**TUGAS YANG DIMINTA:** Tuliskan kembali dengan persis bagian bacaan tentang menjauhi popularitas yang dibuka dengan kata-kata yang memuat "Dari Habib bin" dan ditutup dengan "(Shifatush Shafwah, 1/406)".

**BACAAN:**
#####
Senin, 01 Desember 2008

MENJAUHI POPULARITAS


Dari Habib bin Abi Tsabit, katanya:
"Pada suatu hari Abdullah bin Mas'ud keluar dari rumahnya kemudian manusia membututinya. Ia bertanya:'Apakah kalian punya keperluan?`. 'Tidak, akan tetapi kami ingin berjalan bersamamu`, jawab mereka. 'Kembalilah, sesungguhnya hal itu sebuah kehinaan bagi yang mengikuti dan membahayakan (fitnah) hati bagi yang diikuti,` tukas Ibnu Mas'ud. (Shifatush Shafwah, 1/406)


Dari Al-Harits bin Suwaid, katanya:
"Abdullah bin Mas'ud berkata: 'seandainya mengetahui diriku (seperti) yang aku ketahui, pasti kalian akan menaburi tanah di atas kepalaku`."
#####
**DATA YANG DIBERIKAN:**
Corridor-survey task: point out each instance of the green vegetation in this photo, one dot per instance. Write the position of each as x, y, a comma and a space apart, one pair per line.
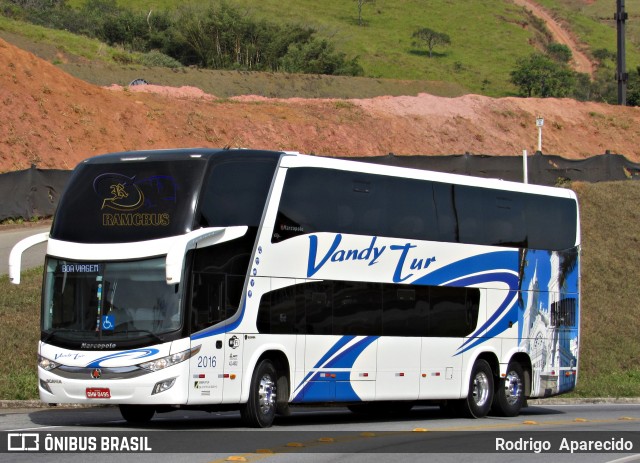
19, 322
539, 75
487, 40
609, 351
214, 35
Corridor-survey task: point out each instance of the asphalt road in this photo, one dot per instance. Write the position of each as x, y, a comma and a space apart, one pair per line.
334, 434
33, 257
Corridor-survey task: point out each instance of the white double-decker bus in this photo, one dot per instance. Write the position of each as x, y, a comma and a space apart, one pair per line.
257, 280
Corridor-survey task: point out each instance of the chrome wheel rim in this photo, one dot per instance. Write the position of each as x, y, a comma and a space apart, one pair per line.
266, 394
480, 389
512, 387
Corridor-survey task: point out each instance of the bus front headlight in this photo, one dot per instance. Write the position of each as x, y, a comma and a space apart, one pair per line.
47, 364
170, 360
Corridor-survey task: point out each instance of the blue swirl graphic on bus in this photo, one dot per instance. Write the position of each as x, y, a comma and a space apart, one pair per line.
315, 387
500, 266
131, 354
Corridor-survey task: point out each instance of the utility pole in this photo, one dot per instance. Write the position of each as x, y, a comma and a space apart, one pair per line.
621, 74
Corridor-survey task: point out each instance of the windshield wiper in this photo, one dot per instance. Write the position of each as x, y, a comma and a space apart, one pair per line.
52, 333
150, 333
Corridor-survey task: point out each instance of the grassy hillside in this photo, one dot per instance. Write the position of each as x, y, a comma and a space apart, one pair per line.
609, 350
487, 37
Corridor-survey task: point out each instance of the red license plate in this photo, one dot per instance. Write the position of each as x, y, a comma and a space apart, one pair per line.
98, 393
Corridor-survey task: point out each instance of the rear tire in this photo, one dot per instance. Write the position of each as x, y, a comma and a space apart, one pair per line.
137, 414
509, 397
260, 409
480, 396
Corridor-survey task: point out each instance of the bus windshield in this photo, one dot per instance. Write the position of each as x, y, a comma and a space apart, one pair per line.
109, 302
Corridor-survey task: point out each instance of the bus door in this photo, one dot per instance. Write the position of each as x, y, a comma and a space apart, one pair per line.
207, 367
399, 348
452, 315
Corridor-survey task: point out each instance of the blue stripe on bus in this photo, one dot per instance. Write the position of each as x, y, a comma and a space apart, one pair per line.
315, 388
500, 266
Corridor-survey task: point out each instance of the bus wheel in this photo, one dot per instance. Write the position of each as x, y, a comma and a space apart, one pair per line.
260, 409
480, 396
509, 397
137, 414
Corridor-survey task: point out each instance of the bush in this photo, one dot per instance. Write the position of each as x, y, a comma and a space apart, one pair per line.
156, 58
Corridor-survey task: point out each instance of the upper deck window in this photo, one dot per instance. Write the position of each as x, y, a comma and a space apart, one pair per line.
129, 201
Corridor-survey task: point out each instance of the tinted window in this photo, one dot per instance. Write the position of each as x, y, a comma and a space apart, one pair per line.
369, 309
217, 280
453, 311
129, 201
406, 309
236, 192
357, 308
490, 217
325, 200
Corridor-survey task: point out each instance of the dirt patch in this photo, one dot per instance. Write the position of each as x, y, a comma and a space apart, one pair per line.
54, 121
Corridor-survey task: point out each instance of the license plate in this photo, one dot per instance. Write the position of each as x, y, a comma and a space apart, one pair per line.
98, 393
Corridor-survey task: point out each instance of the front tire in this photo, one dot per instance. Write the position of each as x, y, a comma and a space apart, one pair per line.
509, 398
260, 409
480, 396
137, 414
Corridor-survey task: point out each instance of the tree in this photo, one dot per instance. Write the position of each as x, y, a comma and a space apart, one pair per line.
#####
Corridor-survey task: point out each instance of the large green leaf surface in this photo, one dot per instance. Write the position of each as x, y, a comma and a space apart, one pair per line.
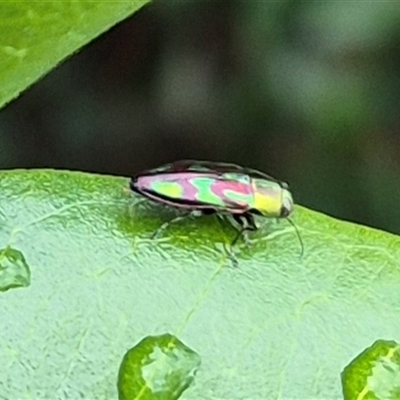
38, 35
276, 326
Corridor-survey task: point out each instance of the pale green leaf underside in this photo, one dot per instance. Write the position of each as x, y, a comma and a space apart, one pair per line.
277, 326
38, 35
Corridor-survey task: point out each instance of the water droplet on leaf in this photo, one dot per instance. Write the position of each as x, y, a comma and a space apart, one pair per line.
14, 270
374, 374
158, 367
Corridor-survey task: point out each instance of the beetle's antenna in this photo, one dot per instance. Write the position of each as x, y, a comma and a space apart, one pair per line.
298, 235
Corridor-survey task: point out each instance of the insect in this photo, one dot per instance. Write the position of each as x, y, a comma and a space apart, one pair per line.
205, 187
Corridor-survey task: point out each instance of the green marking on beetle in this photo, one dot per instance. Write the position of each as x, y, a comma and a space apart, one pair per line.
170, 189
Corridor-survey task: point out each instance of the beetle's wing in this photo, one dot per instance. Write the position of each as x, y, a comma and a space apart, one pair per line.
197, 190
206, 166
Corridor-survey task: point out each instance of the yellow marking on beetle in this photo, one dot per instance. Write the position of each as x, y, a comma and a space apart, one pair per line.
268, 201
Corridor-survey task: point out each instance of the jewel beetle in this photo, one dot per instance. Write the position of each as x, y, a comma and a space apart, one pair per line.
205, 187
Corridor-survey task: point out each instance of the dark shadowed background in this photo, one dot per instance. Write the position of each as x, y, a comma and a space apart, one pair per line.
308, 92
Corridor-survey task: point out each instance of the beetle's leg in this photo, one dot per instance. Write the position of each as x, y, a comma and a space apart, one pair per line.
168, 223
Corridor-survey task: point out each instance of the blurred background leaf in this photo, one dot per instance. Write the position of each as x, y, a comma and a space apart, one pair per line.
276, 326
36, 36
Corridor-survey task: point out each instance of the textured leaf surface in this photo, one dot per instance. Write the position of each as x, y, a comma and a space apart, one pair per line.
#####
**HASIL LATIHAN:**
Dari Habib bin Abi Tsabit, katanya:
"Pada suatu hari Abdullah bin Mas'ud keluar dari rumahnya kemudian manusia membututinya. Ia bertanya:'Apakah kalian punya keperluan?`. 'Tidak, akan tetapi kami ingin berjalan bersamamu`, jawab mereka. 'Kembalilah, sesungguhnya hal itu sebuah kehinaan bagi yang mengikuti dan membahayakan (fitnah) hati bagi yang diikuti,` tukas Ibnu Mas'ud. (Shifatush Shafwah, 1/406)